→ Text to read
※

12 Pointers For The Perfect Leadership Development Program - FocusU

12 Pointers For The Perfect Leadership Development Program

Leadership development is a key priority for almost all companies that we engage with. No surprise there considering that TrainingIndustry.com says that leadership training is a $366 billion global industry! 

So what are a few elements to keep in mind while designing your Leadership Development Program (LDP)?

Help In Creating Self-Awareness

In order to be truly effective, leaders need to have a good sense of where they stand. Different psychometric tools like MBTI and Emergenetics can play a very useful role in achieving this. For those leading others, a 360 degree feedback often plays a crucial role in identifying areas needing development and even blind spots. Senior leadership development programs can also include how they come across as leaders to others.

Understanding how to  Drive Accountability

Success for leaders depends on their team’s performance rather than their own. Leaders hence need to be trained on how to define accountability and rigorously hold direct reports to those commitments, so that everyone can succeed and produce the results they need.

Knowing How To Lead Change

We live in turbulent times. Terms like “VUCA” and “Black Sawn” have entered the lexicon of everyone in a leadership role. How leaders manage change and lead their teams through these changes is increasingly becoming a sine qua non for leadership – ergo your LDP needs to have a component of how to lead change.

Understanding Leadership As Influence

Leaders increasingly work in matrix organizations where they need to influence others without having authority over them. As they scale up the hierarchy, they need to work with other leaders and be adept in the art of subtle negotiations and building relationships. Knowing how to influence others without using authority or hierarchy, and getting things done should hence be a part of your LDP program. 

Coaching

While communication is an essential skill that leaders must learn to perfect, simply ‘talking’ is not communication. The language of leadership is coaching. Knowing how to connect with people through both their hearts and their minds, and growing them through gentle guidance, questioning and coaching conversations is an essential skill for Leaders today.

Communication & Presentation

Leaders constantly communicate. It happens at all times and in many forms – be it a large presentation, one on one conversations, phone calls, texts, mails or video conferencing.  Although it is not a new skill, poor communication can have very bad repercussions. Hence, how to present with impact is a key skill that every LDP should include.

※

→ Given entries
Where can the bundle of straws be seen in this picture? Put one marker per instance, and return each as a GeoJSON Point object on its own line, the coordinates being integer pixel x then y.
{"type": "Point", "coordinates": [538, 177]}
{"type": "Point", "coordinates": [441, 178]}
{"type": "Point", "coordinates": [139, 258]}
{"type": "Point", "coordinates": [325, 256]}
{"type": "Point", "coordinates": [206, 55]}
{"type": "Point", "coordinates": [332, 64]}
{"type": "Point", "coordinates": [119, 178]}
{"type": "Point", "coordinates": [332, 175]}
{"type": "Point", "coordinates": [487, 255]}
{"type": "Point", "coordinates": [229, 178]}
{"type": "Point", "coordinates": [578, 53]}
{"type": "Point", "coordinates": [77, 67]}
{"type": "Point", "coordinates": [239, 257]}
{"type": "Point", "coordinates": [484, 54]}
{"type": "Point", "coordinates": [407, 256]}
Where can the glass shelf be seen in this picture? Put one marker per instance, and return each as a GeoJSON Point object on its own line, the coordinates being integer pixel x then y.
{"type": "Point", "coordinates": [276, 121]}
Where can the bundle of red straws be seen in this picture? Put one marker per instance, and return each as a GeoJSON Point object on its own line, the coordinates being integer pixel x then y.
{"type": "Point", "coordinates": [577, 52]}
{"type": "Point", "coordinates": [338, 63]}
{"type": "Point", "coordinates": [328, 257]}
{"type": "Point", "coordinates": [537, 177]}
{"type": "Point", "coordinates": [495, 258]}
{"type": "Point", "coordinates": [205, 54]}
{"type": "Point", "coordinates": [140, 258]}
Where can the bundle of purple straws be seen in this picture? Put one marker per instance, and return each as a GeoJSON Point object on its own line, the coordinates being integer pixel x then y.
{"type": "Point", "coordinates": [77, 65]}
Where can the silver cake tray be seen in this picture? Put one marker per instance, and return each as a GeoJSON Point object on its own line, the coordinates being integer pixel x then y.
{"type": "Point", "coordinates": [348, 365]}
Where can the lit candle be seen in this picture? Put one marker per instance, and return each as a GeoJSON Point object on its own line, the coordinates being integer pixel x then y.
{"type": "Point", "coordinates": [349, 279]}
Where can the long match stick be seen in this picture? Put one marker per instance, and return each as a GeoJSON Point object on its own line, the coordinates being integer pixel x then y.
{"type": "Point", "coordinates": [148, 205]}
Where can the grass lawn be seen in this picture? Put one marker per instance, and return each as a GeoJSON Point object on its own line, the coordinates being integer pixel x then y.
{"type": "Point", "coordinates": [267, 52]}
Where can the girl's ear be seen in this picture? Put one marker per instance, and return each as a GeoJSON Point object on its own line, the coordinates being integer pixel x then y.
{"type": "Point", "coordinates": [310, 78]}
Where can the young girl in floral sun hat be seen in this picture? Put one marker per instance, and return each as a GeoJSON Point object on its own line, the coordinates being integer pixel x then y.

※

→ Work required
Reproduce the passage of the leadership development text between "Understanding how to  Drive" and "to lead change.", inclusive. The records can be left aside.

→ Response
Understanding how to  Drive Accountability

Success for leaders depends on their team’s performance rather than their own. Leaders hence need to be trained on how to define accountability and rigorously hold direct reports to those commitments, so that everyone can succeed and produce the results they need.

Knowing How To Lead Change

We live in turbulent times. Terms like “VUCA” and “Black Sawn” have entered the lexicon of everyone in a leadership role. How leaders manage change and lead their teams through these changes is increasingly becoming a sine qua non for leadership – ergo your LDP needs to have a component of how to lead change.